**THE REQUEST:** Recast every one of the records below as a numbered list, skipping any blank lines. Leave the pictures out of your answer.
>> START STORED DATA
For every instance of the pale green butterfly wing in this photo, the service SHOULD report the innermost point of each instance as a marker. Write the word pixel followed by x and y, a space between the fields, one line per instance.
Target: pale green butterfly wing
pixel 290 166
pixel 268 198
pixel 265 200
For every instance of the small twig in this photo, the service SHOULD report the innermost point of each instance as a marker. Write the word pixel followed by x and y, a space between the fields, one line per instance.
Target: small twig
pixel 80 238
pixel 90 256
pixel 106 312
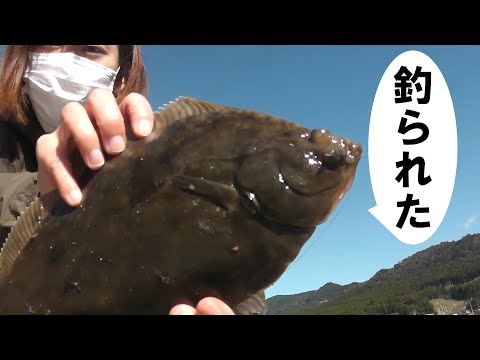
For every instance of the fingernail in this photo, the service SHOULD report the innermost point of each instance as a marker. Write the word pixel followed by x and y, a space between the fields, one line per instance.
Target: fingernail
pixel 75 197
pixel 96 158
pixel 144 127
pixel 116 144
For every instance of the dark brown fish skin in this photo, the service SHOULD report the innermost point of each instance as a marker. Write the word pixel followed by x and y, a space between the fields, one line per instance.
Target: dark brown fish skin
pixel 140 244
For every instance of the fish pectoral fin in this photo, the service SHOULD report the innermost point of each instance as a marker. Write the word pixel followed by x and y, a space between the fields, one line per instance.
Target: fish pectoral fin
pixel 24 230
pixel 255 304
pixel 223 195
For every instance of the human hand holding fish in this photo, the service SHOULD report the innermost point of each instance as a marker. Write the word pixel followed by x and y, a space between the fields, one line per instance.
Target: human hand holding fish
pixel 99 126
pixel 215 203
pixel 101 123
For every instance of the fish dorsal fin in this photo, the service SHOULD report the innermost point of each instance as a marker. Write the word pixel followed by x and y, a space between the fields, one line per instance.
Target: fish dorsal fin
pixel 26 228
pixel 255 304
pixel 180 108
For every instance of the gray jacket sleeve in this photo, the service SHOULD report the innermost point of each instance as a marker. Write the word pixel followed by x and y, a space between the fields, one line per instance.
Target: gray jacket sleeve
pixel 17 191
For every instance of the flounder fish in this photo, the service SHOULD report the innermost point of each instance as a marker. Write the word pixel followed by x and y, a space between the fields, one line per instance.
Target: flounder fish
>> END STORED DATA
**WRITTEN SOLUTION:**
1. For every instance of the pale green butterfly wing in this photo, the service SHOULD report the innermost point of each instance as a marker. Write the word pixel followed by x and y, a space between the fields, one line per instance.
2. Target: pale green butterfly wing
3. pixel 290 166
4. pixel 268 198
5. pixel 265 200
6. For every instance of the small twig in this photo, the service SHOULD report the innermost point of each instance as a marker. Write the word pixel followed by x and y, a space between the fields, one line per instance.
7. Target: small twig
8. pixel 80 238
9. pixel 90 256
10. pixel 106 312
11. For every instance of the fingernail in this photo, the service SHOULD report the innermost point of each instance as a marker. Write the word pixel followed by x and y, a space between the fields, one line per instance.
12. Target: fingernail
13. pixel 75 197
14. pixel 96 158
15. pixel 144 127
16. pixel 116 144
17. For every instance of the dark brown fish skin in this photo, the service SHOULD report the innermost point of each instance as a marker. Write the word pixel followed by x and y, a space between the fields, one line per instance.
18. Target: dark brown fish skin
19. pixel 140 244
20. For every instance of the fish pectoral fin in this photo, the service SHOULD report the innermost point of each instance as a marker. Write the word pixel followed by x and y, a space between the fields, one line per instance.
21. Target: fish pectoral fin
22. pixel 24 230
23. pixel 255 304
24. pixel 223 195
25. For every instance of the human hand holding fish in this photo, the service SHOULD report the innermost point of each instance as a marker. Write the word pixel followed by x and y, a space between the fields, one line per instance.
26. Target: human hand holding fish
27. pixel 99 126
28. pixel 215 203
29. pixel 101 123
30. For every instance of the fish dorsal fin in this photo, the service SHOULD report the innermost point of each instance as a marker. Write the word pixel followed by x and y, a space between the fields, one line per instance.
31. Target: fish dorsal fin
32. pixel 26 228
33. pixel 255 304
34. pixel 180 108
35. For every instance of the gray jacket sleeve in this photo, the service SHOULD report the innermost point of each instance as a marker. Write the word pixel followed by x and y, a space between the fields, one line per instance.
36. Target: gray jacket sleeve
37. pixel 17 191
38. For every instance of the flounder fish in this photo, the service SHOULD report the innermost point of each instance as a marker. Write the word pixel followed by x and y, a space between the fields, one line per instance.
39. Target: flounder fish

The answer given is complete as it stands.